→ **THE TASK**:
Nothing but the lines from the one with "In the picture above, where can the wing" through the end of the listing below should appear in your reply, each copied exactly.

INPUT FOR THIS TASK: Begin

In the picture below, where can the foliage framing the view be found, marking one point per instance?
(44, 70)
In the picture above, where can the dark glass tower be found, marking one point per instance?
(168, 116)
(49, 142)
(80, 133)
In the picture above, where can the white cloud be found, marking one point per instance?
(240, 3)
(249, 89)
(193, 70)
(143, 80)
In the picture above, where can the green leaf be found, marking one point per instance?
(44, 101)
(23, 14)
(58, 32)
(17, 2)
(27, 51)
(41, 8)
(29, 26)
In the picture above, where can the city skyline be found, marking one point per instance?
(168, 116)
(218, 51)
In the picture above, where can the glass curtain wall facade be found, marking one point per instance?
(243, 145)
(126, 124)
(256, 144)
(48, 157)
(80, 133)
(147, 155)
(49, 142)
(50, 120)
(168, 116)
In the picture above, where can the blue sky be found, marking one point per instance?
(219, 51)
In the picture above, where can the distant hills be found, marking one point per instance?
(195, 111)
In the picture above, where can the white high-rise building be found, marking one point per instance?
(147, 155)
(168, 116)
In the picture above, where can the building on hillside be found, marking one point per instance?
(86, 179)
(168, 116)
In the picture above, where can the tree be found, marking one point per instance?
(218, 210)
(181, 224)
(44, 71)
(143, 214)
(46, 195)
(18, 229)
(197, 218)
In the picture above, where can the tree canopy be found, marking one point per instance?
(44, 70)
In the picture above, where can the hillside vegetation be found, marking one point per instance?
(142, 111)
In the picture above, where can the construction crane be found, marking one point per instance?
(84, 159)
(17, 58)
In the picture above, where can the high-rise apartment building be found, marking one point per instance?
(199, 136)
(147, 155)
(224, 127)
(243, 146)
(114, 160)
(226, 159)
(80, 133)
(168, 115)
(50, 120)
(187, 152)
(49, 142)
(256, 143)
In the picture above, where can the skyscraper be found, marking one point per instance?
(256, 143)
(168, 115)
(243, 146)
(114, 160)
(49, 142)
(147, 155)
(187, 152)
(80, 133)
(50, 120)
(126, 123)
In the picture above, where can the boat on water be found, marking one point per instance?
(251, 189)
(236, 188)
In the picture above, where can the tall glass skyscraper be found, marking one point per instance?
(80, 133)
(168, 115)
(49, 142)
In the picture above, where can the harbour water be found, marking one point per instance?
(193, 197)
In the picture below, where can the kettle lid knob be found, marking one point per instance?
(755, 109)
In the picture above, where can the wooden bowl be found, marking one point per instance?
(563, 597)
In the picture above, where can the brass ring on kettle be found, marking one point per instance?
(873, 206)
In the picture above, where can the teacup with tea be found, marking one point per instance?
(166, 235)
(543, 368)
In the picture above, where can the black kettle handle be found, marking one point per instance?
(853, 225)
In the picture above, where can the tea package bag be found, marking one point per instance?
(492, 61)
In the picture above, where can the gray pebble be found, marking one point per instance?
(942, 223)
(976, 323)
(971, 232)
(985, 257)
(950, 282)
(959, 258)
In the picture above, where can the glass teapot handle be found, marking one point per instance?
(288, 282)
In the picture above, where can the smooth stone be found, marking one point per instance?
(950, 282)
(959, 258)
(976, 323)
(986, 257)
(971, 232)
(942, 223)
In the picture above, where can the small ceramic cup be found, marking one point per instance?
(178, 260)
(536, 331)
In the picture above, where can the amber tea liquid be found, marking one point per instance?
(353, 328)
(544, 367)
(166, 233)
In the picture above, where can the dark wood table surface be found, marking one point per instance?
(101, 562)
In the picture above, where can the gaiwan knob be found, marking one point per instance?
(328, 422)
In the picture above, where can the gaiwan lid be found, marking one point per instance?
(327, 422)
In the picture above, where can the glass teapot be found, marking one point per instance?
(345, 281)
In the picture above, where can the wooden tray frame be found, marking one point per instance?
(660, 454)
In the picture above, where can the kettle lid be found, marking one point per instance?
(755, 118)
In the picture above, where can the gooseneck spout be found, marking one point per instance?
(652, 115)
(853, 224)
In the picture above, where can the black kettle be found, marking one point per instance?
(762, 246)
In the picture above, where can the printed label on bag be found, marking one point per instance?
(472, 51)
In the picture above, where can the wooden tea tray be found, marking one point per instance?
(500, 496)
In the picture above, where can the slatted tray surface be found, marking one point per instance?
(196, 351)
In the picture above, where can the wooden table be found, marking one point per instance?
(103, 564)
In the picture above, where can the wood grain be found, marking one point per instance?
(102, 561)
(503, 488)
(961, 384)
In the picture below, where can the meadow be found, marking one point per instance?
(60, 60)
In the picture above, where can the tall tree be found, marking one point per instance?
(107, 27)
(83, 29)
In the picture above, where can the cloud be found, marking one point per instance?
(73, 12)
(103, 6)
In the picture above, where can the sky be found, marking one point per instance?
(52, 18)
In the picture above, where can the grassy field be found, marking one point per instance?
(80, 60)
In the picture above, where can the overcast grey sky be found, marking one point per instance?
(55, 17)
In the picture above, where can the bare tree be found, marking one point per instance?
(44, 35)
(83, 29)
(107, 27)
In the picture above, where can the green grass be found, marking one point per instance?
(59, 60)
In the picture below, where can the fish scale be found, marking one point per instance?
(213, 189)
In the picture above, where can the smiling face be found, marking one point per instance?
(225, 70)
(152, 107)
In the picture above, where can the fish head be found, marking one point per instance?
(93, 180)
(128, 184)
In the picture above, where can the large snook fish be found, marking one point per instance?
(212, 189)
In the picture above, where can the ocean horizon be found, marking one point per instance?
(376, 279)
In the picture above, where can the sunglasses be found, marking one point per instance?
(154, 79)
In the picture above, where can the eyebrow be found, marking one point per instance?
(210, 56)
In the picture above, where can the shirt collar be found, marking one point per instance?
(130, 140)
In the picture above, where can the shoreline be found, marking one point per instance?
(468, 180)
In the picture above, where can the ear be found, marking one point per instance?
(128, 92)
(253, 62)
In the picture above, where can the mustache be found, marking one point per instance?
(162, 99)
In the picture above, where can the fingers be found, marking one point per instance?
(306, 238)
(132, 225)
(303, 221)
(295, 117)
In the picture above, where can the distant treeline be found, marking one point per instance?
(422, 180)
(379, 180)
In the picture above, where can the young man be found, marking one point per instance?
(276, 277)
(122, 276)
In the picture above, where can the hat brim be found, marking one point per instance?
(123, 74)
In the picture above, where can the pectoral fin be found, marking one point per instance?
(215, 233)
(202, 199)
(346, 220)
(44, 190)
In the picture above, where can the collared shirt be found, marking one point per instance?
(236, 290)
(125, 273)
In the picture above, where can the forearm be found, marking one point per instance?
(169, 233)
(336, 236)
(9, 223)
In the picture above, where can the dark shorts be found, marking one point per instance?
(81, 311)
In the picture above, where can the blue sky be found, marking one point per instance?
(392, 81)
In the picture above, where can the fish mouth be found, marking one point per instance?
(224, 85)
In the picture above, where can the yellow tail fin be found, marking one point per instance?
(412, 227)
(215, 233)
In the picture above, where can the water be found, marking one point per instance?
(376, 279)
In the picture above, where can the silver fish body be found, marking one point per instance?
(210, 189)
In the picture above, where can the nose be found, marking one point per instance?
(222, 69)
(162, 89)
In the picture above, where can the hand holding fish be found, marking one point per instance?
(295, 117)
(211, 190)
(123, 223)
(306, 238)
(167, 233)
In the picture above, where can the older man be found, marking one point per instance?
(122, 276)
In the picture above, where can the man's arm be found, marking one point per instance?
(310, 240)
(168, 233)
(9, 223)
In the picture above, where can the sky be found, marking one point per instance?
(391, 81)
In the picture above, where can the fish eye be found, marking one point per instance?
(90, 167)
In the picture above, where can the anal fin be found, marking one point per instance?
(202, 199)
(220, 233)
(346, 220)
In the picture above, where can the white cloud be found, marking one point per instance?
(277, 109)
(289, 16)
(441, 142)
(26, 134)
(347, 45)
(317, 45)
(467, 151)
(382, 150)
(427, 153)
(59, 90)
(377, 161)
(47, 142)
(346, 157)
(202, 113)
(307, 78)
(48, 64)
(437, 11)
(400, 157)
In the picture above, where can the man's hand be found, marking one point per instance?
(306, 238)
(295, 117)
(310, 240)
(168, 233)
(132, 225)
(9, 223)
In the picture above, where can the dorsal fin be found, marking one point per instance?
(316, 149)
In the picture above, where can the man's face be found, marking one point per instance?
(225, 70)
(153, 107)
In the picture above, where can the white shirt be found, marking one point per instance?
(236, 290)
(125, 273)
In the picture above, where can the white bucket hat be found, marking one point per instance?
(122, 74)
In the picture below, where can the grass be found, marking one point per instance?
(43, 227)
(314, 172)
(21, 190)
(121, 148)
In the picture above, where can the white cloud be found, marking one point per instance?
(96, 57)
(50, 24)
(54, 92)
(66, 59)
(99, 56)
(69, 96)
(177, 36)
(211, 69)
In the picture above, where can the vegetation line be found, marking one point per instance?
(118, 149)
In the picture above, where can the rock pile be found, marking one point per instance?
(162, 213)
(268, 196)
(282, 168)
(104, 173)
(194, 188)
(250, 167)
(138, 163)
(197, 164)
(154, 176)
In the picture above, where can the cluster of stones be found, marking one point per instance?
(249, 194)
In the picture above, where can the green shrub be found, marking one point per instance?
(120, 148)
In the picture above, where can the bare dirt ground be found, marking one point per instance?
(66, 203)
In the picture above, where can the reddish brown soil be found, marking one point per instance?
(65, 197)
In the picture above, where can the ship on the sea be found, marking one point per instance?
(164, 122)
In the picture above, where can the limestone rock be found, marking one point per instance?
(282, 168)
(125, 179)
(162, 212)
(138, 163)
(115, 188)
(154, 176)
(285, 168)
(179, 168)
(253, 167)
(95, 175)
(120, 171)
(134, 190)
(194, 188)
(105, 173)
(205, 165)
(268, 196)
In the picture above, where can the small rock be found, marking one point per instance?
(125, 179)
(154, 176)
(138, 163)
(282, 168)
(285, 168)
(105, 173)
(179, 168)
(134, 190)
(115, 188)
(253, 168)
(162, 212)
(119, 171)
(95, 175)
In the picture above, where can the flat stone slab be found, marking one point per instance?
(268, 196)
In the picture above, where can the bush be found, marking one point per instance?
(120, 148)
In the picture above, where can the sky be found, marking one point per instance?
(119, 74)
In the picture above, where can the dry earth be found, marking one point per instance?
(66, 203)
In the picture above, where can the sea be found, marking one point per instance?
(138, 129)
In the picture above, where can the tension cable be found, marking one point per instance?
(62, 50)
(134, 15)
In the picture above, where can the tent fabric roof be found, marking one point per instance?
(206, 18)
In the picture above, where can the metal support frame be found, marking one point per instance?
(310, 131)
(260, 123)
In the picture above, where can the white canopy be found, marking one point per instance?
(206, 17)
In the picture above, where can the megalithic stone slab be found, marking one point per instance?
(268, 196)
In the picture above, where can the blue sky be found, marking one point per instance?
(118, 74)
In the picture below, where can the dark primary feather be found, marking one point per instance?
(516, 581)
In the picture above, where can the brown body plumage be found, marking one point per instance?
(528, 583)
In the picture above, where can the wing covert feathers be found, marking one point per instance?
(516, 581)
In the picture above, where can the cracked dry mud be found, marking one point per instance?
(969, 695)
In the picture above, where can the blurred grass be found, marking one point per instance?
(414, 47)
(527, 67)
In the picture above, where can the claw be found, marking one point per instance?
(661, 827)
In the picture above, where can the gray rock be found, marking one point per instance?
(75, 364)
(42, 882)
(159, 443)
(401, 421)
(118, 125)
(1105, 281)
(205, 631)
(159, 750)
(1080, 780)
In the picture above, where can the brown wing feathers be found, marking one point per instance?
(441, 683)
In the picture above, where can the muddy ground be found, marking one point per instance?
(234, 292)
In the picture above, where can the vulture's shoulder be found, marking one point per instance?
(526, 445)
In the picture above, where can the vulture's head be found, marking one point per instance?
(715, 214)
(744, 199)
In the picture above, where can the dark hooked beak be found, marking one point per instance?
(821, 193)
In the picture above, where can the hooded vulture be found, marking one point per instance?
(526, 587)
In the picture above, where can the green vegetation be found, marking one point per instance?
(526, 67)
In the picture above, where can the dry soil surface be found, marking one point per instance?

INPUT FOR THIS TASK: End

→ **TASK OUTPUT**:
In the picture above, where can the wing covert feathers be found, marking one point per instance?
(516, 581)
In the picture above, where can the cracked dry mud be found, marking one point per instance?
(969, 695)
In the picture above, where can the blurred grass be found, marking one point per instance?
(414, 47)
(527, 67)
In the picture above, where can the claw be found, marking one point per instance?
(661, 827)
In the picture above, where can the gray rock be found, marking one point per instance?
(75, 364)
(42, 882)
(159, 443)
(401, 421)
(118, 125)
(1105, 281)
(205, 631)
(159, 750)
(1080, 780)
In the picture above, where can the brown wing feathers be found, marking one point per instance?
(441, 683)
In the picture above, where can the muddy ground be found, marking one point per instance?
(234, 292)
In the picture above, where can the vulture's shoulder be found, marking one point per instance?
(526, 445)
In the picture above, where can the vulture's head be found, marking one point per instance?
(715, 214)
(744, 199)
In the picture above, where can the dark hooked beak be found, marking one point per instance?
(821, 193)
In the picture above, where can the hooded vulture be found, marking one point per instance?
(526, 587)
In the picture above, where can the green vegetation be found, marking one point per instance?
(526, 67)
In the picture above, where can the dry soil surface be found, marking one point per instance?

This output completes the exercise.